▶ **Given instruction**:
Starting with the line containing "# point at: groom's hand" and going on through the end of the rows, write every line out again, requests included. Scale each answer coordinate by 0.45 and round it to a whole number, with halves rounding up, but leave the numbers in the requests and their sample forms unchanged.
>> start
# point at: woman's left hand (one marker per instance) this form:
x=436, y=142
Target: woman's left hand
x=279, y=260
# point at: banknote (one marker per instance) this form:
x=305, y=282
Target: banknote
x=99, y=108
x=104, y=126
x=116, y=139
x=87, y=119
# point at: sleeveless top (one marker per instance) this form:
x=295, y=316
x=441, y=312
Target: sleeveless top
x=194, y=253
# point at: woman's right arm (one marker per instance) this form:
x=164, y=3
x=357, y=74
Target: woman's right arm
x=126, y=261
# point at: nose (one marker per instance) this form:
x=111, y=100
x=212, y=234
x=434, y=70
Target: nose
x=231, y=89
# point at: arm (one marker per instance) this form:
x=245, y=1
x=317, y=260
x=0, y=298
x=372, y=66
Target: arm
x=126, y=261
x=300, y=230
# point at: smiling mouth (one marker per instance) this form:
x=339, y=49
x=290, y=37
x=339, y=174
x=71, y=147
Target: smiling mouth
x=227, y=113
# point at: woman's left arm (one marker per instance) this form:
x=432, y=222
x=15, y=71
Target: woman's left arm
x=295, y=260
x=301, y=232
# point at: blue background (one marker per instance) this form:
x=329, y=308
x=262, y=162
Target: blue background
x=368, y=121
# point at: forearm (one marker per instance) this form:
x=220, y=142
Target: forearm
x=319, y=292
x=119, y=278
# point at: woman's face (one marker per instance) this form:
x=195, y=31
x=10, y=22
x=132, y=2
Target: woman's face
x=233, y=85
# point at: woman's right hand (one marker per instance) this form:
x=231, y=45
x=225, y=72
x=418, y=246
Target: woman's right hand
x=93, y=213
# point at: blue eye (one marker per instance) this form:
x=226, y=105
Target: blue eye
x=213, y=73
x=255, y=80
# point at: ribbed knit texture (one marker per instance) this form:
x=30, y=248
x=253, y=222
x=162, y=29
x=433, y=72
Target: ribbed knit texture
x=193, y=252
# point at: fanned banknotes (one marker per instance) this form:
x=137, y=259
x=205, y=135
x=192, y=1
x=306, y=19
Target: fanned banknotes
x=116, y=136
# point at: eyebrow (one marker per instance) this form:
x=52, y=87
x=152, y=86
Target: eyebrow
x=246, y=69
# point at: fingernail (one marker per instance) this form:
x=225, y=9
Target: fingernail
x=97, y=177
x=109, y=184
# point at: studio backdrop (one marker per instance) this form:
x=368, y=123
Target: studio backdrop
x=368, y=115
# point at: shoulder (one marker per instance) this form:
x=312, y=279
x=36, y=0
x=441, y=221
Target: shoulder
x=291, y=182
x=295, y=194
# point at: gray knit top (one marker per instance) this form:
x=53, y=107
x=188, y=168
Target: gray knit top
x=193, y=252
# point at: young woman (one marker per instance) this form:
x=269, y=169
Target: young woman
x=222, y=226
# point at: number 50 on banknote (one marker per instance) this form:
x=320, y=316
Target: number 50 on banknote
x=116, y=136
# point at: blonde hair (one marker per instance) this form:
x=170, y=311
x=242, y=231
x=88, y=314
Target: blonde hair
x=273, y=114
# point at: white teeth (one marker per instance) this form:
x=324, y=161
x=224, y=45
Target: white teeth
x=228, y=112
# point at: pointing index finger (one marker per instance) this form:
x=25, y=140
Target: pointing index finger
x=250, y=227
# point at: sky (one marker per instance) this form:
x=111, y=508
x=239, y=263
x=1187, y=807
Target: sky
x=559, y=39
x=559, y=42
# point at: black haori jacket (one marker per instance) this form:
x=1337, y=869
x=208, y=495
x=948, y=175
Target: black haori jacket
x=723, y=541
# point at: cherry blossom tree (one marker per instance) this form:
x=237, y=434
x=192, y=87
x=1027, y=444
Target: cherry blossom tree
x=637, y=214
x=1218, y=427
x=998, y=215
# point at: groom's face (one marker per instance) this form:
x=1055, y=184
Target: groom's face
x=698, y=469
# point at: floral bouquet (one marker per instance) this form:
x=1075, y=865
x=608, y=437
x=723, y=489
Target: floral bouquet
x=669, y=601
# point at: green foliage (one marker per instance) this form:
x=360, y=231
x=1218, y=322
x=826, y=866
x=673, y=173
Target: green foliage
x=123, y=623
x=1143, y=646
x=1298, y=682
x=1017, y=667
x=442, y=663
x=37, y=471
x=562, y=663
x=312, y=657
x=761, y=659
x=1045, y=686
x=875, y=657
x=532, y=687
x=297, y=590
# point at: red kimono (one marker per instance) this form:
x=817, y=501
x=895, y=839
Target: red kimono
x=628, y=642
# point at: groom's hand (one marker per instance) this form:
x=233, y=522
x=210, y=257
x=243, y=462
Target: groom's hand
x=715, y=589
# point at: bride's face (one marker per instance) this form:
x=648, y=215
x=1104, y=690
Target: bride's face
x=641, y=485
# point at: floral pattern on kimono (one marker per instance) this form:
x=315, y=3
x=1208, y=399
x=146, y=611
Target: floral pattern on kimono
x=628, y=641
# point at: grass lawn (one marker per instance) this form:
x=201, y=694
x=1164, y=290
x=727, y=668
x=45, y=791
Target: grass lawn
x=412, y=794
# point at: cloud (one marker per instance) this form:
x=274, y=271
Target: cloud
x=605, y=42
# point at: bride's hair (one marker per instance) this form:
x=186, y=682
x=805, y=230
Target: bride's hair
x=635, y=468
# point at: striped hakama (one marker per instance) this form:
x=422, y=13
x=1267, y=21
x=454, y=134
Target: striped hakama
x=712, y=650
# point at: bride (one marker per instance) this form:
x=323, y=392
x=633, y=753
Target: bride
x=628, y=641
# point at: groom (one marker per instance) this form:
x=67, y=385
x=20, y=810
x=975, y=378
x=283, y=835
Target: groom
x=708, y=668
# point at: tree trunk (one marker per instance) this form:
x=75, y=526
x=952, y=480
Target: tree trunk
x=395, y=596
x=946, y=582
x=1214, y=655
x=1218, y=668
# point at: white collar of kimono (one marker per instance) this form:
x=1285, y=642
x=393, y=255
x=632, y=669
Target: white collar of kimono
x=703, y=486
>> end
▶ **Answer to the problem**:
# point at: groom's hand (one marker per instance) this form:
x=233, y=522
x=210, y=257
x=243, y=462
Target: groom's hand
x=322, y=265
# point at: bride's face (one marker per instance) this form:
x=648, y=215
x=1104, y=690
Target: bride's face
x=288, y=218
# point at: floral pattern on kimono (one marker per instance) this form:
x=315, y=3
x=1208, y=399
x=146, y=611
Target: floral pattern on kimono
x=283, y=288
# point at: grass lawn (one marker per instance) this form:
x=201, y=694
x=1164, y=290
x=727, y=668
x=45, y=791
Target: grass lawn
x=185, y=357
# point at: cloud (one marker per instance) this form:
x=274, y=271
Target: cloud
x=272, y=19
# point at: bride's hair (one marker per instance) this form:
x=186, y=682
x=805, y=230
Target: bride's hair
x=286, y=211
# point at: striped hakama (one marker per instance) this form:
x=422, y=13
x=1267, y=21
x=454, y=134
Target: striped hakama
x=320, y=293
# point at: bride (one marker per instance) this form:
x=323, y=392
x=633, y=753
Target: bride
x=283, y=288
# point at: groom (one marker per instance) this form:
x=67, y=385
x=20, y=810
x=975, y=378
x=283, y=835
Target: groom
x=319, y=301
# point at: tree trunk (one marker per instance) this form:
x=75, y=526
x=952, y=480
Target: tree trunk
x=178, y=268
x=426, y=262
x=546, y=295
x=548, y=301
# point at: white collar of kimono (one marker per instance) this form:
x=1285, y=642
x=393, y=255
x=632, y=669
Target: white collar of kimono
x=316, y=219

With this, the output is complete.